== What this task involves ==
Update the lines from the start of the items through the line containing "positive clicks: (246, 271)", inclusive, so that every "rough mask" becomes "coarse mask". Leave all other text unchanged, and return only those lines.

== Material to process ==
☆ ☆ ☆ ☆ ☆ ☆ ☆

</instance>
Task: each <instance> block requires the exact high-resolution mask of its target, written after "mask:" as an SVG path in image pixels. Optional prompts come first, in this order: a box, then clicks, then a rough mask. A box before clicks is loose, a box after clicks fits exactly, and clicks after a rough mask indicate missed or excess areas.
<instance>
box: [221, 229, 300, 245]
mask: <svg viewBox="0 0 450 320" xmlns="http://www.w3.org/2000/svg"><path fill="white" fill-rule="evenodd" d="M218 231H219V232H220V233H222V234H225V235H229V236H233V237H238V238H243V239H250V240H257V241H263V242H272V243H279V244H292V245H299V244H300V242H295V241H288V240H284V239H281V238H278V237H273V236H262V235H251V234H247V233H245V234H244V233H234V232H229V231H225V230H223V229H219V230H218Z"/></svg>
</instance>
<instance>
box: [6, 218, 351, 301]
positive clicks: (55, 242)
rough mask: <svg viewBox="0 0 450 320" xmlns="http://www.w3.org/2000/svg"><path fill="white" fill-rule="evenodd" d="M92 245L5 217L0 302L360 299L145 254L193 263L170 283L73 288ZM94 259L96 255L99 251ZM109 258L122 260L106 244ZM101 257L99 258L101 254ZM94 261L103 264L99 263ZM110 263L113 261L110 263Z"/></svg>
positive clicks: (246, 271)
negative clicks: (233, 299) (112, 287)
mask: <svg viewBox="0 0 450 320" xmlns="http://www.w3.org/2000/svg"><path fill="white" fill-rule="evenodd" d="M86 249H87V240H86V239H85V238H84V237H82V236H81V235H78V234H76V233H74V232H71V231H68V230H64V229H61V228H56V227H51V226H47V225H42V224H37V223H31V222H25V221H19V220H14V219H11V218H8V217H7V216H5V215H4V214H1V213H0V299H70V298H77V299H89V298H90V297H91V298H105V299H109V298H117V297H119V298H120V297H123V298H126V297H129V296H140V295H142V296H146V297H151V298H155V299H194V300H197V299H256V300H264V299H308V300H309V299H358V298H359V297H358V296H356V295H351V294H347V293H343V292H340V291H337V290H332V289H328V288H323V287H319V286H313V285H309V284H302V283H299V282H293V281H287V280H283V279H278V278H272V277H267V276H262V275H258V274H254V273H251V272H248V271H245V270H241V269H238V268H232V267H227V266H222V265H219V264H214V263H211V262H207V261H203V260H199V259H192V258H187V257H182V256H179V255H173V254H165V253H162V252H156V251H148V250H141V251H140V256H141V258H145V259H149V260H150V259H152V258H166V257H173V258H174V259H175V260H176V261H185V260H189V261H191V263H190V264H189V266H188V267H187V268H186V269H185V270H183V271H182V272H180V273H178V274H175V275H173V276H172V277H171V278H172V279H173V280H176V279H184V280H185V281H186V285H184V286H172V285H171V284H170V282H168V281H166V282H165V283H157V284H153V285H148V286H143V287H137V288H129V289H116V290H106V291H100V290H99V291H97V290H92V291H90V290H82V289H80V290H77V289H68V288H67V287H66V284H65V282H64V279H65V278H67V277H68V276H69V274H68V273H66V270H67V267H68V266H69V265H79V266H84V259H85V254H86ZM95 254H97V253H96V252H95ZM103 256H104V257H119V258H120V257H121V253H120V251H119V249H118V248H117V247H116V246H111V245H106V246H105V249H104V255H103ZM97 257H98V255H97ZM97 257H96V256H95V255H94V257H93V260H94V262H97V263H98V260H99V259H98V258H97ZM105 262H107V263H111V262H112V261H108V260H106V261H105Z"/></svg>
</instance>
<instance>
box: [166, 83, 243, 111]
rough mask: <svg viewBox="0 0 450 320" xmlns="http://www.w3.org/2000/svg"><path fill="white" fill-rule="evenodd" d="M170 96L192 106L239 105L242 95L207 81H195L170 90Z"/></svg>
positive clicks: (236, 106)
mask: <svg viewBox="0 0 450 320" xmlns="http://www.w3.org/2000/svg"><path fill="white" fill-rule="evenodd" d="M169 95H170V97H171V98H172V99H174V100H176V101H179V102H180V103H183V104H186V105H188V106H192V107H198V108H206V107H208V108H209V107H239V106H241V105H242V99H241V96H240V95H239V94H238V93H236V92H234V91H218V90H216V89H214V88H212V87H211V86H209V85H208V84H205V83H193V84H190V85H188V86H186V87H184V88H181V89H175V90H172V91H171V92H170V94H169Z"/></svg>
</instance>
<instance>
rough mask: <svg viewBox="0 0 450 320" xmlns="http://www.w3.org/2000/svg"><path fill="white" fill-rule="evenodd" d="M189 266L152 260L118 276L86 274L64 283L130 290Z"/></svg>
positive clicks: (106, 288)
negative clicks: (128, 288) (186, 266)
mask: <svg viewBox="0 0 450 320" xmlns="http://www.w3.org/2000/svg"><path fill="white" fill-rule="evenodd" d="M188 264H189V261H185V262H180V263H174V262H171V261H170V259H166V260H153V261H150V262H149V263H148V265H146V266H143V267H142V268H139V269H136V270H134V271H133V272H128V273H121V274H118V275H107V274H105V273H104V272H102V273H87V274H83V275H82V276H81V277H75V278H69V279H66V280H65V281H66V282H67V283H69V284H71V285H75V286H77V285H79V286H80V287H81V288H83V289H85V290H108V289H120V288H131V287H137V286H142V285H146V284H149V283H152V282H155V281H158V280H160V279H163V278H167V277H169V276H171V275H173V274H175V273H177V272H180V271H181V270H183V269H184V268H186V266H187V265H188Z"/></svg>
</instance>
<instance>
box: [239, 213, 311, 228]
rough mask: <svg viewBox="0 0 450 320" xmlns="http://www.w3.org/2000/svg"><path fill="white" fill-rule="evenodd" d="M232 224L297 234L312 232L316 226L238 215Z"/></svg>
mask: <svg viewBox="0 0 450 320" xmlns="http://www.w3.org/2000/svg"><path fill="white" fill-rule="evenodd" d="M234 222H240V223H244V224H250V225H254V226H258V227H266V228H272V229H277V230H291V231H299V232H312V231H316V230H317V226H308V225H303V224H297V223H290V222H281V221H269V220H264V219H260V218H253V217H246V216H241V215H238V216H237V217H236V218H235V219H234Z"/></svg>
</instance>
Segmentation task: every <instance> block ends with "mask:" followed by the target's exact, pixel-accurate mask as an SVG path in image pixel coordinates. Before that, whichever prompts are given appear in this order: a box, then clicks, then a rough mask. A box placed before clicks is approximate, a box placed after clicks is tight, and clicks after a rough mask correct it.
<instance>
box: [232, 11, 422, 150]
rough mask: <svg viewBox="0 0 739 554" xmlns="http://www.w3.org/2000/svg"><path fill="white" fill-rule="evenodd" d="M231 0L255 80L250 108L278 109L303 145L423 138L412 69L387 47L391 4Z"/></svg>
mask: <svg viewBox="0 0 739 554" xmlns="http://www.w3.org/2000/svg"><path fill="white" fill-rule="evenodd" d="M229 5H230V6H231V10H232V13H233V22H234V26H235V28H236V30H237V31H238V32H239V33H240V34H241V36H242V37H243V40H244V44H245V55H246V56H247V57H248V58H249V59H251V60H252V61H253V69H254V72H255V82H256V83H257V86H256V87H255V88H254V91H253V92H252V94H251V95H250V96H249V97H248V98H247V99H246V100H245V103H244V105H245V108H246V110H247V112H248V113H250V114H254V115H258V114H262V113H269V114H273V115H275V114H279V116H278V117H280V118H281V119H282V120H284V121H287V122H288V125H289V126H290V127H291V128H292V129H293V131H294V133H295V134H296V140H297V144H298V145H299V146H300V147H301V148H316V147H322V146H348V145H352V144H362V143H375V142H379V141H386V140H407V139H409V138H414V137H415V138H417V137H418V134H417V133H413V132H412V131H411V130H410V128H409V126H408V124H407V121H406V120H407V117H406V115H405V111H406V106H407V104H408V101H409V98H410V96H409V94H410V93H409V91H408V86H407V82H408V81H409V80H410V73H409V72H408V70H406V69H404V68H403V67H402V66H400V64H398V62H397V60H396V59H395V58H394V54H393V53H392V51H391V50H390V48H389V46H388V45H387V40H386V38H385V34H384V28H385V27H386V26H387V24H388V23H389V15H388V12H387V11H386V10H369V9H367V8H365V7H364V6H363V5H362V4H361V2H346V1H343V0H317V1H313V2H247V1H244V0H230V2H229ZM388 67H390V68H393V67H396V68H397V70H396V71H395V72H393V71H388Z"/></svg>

☆ ☆ ☆ ☆ ☆ ☆ ☆

== Worked solution ==
</instance>
Task: each <instance> block requires the exact high-resolution mask of its target, written after "mask:" as an SVG path in image pixels. Optional prompts come first, in this order: a box, then clicks, then a coarse mask. A box before clicks is loose, a box after clicks fits exactly, and clicks after a coarse mask indicate missed or excess areas.
<instance>
box: [221, 229, 300, 245]
mask: <svg viewBox="0 0 450 320" xmlns="http://www.w3.org/2000/svg"><path fill="white" fill-rule="evenodd" d="M218 231H219V232H220V233H222V234H225V235H229V236H233V237H238V238H243V239H250V240H257V241H263V242H272V243H279V244H292V245H299V244H300V242H295V241H288V240H284V239H281V238H278V237H273V236H262V235H251V234H247V233H245V234H244V233H234V232H229V231H225V230H223V229H219V230H218Z"/></svg>
</instance>
<instance>
box: [6, 218, 351, 301]
positive clicks: (55, 242)
coarse mask: <svg viewBox="0 0 450 320" xmlns="http://www.w3.org/2000/svg"><path fill="white" fill-rule="evenodd" d="M92 245L5 217L0 302L360 299L145 254L193 263L170 283L73 288ZM94 259L96 255L99 251ZM109 258L122 260L106 244ZM101 257L99 258L101 254ZM94 261L103 264L99 263ZM110 263L113 261L110 263Z"/></svg>
positive clicks: (246, 271)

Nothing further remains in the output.